How many lines of the data below contain the string "covered"? Reply with the number alone.
# # # # #
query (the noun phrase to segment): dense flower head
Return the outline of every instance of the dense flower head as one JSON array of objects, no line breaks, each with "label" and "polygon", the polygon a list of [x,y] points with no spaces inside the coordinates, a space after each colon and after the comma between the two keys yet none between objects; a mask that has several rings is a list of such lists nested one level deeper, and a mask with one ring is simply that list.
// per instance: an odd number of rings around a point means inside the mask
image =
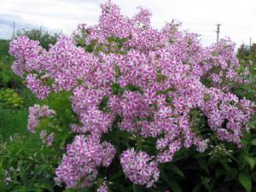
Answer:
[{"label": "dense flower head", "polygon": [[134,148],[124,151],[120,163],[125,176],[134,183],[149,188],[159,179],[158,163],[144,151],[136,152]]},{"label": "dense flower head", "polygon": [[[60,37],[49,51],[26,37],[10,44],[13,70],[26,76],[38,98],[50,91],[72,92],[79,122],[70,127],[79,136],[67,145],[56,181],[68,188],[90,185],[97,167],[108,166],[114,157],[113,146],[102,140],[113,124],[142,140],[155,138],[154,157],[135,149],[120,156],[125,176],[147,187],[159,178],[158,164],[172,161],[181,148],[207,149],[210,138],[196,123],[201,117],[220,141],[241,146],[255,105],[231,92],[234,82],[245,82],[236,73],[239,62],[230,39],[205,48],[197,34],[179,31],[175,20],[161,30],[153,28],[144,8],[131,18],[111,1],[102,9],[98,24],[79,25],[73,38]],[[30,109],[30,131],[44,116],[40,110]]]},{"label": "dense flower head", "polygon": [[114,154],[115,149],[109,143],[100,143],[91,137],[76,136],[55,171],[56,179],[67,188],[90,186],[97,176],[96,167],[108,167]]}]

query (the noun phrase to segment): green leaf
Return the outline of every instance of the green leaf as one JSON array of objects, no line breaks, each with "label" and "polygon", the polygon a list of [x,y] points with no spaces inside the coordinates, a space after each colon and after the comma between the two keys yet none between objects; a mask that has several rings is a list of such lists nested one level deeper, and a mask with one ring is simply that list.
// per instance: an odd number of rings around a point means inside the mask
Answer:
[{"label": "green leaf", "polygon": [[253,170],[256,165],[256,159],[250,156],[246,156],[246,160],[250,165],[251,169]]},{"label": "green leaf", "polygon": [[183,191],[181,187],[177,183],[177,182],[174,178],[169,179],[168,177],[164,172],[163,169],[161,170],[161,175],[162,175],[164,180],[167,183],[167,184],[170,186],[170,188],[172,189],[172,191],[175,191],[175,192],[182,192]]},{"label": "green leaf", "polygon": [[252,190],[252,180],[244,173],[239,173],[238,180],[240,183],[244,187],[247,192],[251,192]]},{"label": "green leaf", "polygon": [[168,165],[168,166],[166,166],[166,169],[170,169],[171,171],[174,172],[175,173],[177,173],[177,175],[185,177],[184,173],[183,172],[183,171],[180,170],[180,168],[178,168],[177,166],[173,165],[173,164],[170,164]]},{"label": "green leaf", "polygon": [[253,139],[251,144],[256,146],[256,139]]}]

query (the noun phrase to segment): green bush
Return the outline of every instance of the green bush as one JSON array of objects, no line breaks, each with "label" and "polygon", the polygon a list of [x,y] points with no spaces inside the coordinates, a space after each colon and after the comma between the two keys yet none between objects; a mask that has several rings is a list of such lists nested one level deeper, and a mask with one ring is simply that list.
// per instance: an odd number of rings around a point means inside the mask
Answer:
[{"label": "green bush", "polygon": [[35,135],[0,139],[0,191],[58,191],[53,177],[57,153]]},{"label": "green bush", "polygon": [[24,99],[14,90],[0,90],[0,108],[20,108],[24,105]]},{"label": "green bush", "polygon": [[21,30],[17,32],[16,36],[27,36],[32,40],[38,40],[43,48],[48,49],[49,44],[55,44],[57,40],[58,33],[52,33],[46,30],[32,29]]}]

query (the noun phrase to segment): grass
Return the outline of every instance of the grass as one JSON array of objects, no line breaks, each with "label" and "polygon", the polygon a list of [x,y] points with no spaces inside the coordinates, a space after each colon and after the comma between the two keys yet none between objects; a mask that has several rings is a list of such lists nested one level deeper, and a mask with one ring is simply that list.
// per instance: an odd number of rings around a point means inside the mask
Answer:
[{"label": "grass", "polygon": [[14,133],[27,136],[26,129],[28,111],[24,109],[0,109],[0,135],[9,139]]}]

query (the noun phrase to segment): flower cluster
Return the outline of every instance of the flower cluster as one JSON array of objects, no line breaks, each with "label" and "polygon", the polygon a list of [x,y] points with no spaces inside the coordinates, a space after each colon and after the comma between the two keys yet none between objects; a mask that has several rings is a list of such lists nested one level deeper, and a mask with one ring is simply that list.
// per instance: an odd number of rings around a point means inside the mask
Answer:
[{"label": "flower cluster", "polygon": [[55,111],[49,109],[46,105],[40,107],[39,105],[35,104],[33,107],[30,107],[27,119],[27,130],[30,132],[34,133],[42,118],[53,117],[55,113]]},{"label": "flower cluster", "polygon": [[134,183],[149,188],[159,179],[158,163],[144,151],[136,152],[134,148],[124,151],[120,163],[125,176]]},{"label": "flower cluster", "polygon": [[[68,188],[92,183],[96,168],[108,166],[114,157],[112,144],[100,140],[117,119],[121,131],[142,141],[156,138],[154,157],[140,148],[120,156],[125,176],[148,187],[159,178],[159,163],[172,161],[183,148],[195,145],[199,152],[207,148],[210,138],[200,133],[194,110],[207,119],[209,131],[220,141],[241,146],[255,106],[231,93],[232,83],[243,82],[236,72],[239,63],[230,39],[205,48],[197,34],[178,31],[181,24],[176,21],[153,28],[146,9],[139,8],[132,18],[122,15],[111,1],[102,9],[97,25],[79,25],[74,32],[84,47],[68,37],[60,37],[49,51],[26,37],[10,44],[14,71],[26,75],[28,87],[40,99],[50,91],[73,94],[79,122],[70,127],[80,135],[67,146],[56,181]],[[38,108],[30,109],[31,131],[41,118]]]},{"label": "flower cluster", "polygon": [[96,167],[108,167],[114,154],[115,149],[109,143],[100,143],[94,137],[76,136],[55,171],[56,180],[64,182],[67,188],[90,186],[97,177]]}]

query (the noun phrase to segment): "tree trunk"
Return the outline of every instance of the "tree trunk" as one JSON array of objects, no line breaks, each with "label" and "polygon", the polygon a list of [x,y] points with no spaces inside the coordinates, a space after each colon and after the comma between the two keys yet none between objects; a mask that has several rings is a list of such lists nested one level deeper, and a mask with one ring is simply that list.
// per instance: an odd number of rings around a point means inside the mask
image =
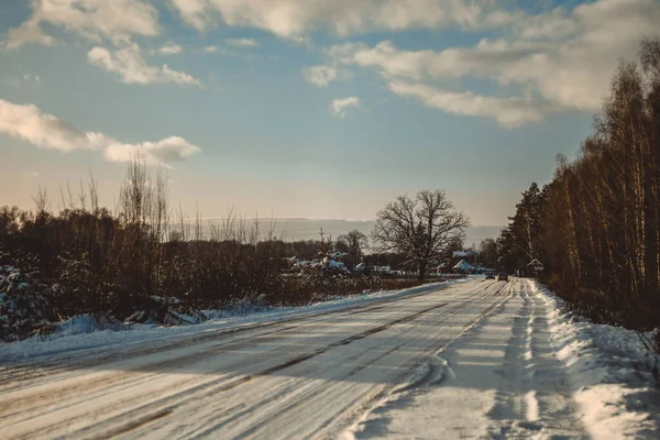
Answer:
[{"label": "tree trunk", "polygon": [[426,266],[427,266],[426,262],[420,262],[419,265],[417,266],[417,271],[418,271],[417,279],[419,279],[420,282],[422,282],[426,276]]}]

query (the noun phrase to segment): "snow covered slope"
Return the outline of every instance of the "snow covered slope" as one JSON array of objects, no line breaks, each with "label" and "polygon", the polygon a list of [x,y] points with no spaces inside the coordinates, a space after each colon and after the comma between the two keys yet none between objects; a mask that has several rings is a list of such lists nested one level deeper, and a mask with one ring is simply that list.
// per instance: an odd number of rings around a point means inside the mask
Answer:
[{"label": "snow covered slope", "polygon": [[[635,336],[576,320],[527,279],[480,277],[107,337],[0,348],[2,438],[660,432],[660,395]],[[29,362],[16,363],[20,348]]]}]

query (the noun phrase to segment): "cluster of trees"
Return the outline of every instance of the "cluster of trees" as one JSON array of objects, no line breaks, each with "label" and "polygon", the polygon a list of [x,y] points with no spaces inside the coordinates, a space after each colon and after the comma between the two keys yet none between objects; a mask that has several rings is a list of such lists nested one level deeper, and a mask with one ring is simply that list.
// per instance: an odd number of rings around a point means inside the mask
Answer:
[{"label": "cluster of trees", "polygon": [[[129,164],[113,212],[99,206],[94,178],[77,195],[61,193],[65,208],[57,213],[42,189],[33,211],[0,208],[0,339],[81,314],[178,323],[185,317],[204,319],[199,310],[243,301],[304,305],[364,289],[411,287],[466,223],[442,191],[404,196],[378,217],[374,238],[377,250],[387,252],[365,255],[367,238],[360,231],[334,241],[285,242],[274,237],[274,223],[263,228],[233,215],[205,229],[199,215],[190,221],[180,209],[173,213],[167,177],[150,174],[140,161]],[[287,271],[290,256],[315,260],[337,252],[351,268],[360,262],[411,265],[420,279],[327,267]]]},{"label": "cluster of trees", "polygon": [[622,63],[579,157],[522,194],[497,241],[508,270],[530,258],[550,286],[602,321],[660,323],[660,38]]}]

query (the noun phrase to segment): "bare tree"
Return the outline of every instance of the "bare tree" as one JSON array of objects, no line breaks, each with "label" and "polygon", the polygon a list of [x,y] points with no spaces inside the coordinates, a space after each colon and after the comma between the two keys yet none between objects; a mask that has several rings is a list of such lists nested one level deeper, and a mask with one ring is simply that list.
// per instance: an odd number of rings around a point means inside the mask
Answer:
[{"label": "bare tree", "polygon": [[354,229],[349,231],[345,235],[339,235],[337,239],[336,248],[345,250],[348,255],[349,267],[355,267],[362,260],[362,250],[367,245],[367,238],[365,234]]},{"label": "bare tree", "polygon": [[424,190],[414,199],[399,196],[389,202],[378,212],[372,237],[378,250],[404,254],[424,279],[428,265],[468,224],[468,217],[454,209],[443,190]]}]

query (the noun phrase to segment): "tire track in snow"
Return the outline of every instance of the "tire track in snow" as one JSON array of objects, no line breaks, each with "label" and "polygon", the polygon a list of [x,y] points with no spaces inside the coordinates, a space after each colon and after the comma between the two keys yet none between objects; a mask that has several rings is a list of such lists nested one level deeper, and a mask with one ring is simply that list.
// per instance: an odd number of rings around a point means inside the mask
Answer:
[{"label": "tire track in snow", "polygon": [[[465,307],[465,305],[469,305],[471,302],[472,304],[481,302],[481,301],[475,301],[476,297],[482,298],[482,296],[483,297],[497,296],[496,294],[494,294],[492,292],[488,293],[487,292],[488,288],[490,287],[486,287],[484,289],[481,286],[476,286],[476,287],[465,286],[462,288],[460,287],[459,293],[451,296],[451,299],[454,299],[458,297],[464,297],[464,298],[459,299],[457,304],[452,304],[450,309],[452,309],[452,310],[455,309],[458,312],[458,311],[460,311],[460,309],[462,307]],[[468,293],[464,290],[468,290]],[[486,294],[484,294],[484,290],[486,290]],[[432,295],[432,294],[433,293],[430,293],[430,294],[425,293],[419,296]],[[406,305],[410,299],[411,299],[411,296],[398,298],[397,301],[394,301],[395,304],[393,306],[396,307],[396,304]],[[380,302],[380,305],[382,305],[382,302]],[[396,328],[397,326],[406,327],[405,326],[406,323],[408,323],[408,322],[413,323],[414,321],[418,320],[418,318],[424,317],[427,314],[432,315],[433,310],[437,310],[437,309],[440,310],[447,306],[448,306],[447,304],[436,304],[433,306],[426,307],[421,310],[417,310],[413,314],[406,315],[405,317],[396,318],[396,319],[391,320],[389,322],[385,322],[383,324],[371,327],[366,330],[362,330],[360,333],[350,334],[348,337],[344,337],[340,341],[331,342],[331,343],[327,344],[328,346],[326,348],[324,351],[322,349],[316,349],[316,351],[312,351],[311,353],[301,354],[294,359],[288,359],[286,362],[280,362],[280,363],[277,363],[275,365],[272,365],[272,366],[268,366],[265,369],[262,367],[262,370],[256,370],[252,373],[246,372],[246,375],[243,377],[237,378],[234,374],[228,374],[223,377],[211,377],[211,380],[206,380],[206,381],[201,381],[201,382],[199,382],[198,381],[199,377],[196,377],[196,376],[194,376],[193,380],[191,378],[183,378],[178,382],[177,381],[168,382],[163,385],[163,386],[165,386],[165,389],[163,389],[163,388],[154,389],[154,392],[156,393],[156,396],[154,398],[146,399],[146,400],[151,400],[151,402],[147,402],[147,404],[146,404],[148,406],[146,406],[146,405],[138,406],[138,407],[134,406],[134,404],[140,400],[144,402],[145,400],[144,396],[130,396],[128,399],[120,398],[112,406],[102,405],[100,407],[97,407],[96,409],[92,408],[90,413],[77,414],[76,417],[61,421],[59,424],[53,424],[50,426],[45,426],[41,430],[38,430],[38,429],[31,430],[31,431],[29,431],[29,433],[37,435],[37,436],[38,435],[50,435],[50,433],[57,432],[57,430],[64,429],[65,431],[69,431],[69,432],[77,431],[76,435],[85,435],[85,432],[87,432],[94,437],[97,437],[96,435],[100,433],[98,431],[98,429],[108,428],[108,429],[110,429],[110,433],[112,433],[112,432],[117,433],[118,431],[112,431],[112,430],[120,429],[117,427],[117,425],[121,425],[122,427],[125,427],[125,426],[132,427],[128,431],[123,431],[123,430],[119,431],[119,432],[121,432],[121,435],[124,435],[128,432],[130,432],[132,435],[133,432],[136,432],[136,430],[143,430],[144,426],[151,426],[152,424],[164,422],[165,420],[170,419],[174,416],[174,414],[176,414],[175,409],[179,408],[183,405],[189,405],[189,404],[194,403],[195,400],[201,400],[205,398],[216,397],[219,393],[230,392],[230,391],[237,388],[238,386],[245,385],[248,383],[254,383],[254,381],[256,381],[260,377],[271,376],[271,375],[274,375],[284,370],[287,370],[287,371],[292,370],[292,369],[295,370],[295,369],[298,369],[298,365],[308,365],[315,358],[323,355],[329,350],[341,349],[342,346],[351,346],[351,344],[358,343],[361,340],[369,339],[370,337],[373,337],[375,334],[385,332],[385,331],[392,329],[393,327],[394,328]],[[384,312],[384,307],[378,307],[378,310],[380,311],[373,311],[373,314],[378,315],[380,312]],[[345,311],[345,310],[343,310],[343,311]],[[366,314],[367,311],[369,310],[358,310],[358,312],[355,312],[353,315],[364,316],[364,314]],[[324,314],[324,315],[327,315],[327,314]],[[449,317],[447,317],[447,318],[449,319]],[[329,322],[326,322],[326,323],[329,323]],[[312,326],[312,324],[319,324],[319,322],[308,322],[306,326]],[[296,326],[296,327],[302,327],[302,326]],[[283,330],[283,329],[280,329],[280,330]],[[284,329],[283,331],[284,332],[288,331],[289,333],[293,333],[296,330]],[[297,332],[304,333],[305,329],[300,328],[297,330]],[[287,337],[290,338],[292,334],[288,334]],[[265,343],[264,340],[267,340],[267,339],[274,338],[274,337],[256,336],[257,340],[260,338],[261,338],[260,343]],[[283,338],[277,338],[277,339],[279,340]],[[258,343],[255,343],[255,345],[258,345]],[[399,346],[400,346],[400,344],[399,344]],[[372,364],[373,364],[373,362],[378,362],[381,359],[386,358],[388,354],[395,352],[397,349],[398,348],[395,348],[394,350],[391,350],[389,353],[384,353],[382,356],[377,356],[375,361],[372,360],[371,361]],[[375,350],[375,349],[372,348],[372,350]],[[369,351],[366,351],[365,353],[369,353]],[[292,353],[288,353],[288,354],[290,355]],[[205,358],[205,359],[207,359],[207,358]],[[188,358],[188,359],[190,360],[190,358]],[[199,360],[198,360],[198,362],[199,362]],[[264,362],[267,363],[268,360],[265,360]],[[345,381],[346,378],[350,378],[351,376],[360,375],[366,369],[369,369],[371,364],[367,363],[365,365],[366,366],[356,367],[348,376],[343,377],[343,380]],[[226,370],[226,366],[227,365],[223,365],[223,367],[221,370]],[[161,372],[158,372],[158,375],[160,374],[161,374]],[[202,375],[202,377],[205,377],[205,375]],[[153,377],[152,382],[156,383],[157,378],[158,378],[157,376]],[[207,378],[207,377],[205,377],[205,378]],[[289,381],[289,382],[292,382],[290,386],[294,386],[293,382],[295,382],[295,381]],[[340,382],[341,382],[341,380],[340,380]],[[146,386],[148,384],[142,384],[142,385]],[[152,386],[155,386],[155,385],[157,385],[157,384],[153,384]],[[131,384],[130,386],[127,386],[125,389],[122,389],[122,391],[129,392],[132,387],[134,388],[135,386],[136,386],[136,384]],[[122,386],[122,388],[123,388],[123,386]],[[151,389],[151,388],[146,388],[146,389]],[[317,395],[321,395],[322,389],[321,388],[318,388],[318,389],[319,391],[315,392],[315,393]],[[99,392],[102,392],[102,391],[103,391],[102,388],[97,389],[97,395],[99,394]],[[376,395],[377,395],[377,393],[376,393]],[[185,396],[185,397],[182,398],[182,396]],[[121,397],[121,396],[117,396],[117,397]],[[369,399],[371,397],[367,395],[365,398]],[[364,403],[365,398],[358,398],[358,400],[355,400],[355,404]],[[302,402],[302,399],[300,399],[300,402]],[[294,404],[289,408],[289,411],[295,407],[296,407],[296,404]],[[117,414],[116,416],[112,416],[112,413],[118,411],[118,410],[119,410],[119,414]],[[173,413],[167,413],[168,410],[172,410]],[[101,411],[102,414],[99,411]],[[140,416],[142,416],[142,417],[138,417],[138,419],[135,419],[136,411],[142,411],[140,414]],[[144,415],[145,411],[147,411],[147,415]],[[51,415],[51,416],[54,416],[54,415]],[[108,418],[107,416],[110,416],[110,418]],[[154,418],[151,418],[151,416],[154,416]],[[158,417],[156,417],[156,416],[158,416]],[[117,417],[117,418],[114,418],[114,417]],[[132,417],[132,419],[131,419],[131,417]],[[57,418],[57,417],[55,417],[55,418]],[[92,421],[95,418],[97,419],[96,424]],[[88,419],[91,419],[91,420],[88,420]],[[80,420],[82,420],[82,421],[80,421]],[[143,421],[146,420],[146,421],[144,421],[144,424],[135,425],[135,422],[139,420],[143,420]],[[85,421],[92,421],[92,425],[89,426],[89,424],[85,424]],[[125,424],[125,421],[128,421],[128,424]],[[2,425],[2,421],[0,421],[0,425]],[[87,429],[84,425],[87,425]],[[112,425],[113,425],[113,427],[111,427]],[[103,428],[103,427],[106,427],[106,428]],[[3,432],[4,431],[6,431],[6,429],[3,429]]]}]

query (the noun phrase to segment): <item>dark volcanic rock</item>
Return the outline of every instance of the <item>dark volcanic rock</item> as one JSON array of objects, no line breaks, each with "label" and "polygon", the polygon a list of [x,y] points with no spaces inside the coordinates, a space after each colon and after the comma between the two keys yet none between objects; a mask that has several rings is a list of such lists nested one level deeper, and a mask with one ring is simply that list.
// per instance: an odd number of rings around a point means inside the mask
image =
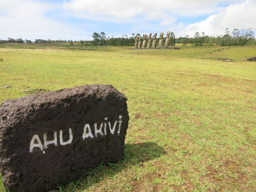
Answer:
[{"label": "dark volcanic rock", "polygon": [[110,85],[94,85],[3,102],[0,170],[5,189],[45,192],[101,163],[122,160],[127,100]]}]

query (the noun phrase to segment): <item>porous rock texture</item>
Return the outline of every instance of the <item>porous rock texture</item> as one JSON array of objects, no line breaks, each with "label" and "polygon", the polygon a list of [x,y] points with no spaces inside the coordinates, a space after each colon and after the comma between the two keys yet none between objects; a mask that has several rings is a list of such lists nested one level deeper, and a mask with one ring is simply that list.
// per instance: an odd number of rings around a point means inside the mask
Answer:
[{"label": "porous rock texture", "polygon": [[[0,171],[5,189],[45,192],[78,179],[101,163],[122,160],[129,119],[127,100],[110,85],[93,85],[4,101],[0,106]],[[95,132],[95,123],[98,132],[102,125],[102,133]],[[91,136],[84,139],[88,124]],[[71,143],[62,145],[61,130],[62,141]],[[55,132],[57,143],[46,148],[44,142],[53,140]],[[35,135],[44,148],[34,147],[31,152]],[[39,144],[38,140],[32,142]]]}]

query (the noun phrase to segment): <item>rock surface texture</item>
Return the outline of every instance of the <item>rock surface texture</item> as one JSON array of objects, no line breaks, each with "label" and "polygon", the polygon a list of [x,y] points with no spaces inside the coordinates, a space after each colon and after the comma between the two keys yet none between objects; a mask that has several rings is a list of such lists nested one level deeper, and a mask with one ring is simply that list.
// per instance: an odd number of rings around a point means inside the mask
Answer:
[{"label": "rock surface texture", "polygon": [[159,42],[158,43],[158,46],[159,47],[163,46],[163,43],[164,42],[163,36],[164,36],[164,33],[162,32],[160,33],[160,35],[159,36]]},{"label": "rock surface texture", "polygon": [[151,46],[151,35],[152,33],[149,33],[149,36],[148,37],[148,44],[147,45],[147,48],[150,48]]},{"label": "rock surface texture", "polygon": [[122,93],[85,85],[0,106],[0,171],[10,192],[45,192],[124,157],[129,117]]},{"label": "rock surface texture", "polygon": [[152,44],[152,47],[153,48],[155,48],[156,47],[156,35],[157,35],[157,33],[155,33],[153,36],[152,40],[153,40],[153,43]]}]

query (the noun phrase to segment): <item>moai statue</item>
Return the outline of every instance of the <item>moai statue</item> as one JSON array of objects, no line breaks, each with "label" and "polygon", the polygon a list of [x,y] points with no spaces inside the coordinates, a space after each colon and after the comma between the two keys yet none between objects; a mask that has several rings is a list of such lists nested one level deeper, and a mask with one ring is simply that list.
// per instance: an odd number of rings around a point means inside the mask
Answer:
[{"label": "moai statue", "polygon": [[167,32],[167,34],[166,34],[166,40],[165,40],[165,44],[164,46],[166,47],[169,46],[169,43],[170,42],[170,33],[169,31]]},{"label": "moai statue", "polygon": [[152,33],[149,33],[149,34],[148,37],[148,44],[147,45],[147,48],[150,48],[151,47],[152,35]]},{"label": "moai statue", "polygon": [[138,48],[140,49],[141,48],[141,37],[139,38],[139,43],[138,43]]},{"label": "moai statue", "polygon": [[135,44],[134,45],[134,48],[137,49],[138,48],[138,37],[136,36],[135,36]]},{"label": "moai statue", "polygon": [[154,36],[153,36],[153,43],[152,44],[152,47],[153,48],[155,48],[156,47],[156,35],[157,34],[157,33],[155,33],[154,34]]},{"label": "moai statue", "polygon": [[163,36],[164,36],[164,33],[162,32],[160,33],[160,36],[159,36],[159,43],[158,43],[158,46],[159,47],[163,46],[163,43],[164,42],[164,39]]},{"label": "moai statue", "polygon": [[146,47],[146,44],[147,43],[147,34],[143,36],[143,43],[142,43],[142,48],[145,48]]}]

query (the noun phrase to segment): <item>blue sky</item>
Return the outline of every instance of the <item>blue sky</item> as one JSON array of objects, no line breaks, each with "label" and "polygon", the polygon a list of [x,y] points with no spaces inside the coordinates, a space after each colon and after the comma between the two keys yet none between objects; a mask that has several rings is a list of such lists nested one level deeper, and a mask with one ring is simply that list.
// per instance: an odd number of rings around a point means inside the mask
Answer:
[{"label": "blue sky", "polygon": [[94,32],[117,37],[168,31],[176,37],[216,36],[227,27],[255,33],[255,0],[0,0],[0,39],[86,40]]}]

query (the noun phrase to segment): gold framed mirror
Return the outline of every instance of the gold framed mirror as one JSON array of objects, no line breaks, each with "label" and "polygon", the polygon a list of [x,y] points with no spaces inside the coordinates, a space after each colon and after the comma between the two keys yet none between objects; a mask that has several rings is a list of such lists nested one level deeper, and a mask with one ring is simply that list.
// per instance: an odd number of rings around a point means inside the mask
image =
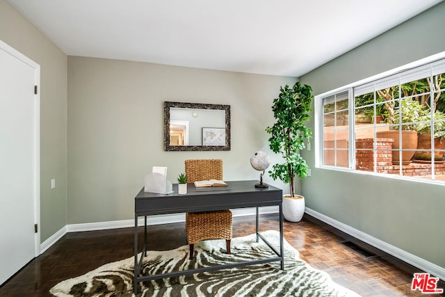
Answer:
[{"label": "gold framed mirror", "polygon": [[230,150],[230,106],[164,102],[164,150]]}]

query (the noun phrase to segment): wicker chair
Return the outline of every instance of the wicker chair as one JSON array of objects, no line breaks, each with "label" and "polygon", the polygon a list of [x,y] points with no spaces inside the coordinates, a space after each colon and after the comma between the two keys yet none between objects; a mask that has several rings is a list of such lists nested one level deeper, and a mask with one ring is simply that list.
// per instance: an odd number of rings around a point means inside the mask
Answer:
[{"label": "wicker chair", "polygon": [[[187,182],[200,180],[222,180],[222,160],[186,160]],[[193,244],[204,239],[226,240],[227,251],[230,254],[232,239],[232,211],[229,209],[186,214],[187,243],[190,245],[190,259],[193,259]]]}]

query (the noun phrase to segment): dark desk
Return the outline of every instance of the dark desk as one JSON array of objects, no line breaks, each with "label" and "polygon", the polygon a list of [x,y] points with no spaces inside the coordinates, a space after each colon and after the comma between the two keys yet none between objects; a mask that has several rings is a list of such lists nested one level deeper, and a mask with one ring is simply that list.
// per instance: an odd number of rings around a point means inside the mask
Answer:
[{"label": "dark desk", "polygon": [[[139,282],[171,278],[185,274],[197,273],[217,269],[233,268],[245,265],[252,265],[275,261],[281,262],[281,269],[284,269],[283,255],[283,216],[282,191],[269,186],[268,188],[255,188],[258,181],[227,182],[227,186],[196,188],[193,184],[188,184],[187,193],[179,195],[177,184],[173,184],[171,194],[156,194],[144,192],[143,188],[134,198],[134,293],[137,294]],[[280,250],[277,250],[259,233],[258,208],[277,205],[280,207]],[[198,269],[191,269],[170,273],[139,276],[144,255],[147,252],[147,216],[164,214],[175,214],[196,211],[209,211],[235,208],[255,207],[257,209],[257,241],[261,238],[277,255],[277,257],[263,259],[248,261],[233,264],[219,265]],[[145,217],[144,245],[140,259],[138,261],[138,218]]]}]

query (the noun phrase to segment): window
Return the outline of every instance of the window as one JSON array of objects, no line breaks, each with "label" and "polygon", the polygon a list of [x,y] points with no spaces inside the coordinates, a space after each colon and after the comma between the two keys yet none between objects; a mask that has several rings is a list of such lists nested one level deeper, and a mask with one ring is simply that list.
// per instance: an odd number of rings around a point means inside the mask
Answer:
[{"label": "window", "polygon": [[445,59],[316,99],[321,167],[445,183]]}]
# # # # #
*Right answer*. 3